- [Activity] The data below is to be set down exactly.

═══ Data extract ═══

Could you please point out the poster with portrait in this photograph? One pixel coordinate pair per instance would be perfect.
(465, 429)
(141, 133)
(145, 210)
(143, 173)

═══

- [Solution for this problem]
Could you please point out the poster with portrait in this photograph? One pixel coordinate pair per instance would be perfect.
(465, 429)
(141, 133)
(145, 210)
(143, 173)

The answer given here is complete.